:: Work to complete ::
Can you carry on the maple Dijon Coho salmon recipe below, picking up after its last step?

:: Provided text ::
☆ ☆ ☆

Bring warmth and comfort to your table this fall with this flavorful Maple Dijon Coho Salmon. The rich, buttery texture of wild-caught Coho pairs beautifully with a golden glaze of maple syrup and Dijon mustard, while the toasted walnuts add a satisfying crunch and depth of flavor. Whether served over roasted root vegetables, wild rice, or a crisp fall salad, this recipe is the perfect way to celebrate cooler days and nourishing meals made from the heart.

  • Cook Time: 8 mins

Ingredients

Instructions

Ingredients

  • 4 Portions Wild for Salmon Coho Salmon
  • 2 Tbs Dijon Mustard
  • 3 Tsp Maple
  • ⅔ Cup Walnuts
  • 2 Tbs Parsely
  • 1 Tbs Thyme
  • Salt and Pepper, to taste
  • Olive Oil, to grease pan

Instructions

  1. Preheat oven to 400.

☆ ☆ ☆

:: Extracted records ::

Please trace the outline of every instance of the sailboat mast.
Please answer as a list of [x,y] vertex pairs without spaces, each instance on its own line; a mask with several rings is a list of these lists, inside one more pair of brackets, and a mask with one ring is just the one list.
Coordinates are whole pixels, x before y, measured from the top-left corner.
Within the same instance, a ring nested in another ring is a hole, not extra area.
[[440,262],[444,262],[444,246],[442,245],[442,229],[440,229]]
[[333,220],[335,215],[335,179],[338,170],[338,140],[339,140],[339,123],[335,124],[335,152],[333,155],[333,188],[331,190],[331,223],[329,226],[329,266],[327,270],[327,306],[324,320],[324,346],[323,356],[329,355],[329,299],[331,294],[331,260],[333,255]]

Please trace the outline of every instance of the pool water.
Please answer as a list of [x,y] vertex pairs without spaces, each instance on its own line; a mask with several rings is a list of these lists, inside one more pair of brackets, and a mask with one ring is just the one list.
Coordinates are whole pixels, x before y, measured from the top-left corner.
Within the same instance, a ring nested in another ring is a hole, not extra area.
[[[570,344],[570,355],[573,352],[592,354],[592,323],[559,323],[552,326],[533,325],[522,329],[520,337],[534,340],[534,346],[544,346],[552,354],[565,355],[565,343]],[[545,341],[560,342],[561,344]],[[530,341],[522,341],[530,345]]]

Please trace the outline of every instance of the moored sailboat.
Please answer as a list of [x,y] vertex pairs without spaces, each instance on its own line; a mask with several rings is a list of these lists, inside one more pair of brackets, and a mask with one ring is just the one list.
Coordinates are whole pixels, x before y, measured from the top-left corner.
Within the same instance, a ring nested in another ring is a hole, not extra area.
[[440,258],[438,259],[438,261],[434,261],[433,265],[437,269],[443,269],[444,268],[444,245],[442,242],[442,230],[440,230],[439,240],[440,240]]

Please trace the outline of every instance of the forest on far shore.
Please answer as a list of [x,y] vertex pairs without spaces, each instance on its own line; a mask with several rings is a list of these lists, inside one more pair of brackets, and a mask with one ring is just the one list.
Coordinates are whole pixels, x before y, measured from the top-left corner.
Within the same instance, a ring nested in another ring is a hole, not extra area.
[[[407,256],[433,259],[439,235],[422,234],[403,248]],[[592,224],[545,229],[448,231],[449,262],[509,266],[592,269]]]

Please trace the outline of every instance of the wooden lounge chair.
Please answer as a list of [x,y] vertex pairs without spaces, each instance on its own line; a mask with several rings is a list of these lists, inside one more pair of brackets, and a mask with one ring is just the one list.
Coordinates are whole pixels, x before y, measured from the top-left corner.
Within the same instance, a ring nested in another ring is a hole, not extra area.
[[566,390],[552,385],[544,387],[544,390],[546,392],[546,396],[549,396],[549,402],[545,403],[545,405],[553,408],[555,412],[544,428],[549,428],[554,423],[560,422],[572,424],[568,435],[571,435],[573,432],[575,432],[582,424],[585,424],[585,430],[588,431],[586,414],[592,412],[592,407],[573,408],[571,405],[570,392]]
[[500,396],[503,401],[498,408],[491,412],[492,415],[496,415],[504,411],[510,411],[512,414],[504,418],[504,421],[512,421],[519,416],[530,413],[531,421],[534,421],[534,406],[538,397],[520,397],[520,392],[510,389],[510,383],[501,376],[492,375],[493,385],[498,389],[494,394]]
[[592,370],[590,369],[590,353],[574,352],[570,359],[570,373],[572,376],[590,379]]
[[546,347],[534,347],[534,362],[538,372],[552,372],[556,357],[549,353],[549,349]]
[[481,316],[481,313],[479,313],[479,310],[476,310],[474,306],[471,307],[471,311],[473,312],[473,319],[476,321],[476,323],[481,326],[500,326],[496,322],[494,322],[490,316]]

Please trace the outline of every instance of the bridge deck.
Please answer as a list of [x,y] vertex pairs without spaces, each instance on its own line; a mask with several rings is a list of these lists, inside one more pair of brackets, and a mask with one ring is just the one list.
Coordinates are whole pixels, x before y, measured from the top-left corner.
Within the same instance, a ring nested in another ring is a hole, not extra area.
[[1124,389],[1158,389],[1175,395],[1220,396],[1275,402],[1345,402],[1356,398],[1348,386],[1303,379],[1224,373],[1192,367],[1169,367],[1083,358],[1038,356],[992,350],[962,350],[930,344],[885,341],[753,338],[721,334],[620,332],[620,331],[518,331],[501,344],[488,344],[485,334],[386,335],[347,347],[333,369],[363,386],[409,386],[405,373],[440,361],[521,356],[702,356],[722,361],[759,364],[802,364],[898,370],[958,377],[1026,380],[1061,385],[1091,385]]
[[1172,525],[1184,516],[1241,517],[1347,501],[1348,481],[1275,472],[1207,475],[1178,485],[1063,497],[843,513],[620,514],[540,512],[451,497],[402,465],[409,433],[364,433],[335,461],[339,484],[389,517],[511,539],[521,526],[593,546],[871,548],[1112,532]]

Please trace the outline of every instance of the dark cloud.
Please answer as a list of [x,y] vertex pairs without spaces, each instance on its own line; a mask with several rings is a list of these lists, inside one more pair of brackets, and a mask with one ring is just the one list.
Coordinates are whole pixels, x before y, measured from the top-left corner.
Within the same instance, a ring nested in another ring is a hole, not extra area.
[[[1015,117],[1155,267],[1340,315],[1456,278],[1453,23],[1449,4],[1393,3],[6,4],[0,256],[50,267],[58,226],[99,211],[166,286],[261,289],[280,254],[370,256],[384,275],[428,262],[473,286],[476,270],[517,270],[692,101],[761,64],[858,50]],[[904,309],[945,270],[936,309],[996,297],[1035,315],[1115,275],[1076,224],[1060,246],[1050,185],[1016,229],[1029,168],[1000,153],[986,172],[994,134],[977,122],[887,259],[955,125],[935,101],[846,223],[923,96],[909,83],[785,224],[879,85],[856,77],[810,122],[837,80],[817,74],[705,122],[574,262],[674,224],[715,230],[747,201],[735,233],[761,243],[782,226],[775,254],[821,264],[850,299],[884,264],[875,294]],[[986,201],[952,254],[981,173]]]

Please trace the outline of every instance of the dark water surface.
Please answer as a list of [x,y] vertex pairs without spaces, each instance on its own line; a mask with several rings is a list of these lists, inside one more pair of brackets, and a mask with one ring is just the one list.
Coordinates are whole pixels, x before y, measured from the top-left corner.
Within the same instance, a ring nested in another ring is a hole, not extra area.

☆ ☆ ☆

:: Task output ::
  2. Mix the dijon mustard and maple syrup together in a small bowl and put aside.
  3. Rough chop parsley, thyme, and walnuts (Leaving some of the walnuts bigger in size). Combine them in the same bowl.
  4. Remove the coho from the package and place in an oiled baking dish. Salt, pepper salmon and evenly put the maple dijon mixture on top. Sprinkle the herb and walnut mixture on top.
  5. Cook at 400 for 5 minutes, turn the oven to broil and cook just long enough to toast the walnuts (should be an additional 1-2 minutes), watch carefully!
  6. Enjoy!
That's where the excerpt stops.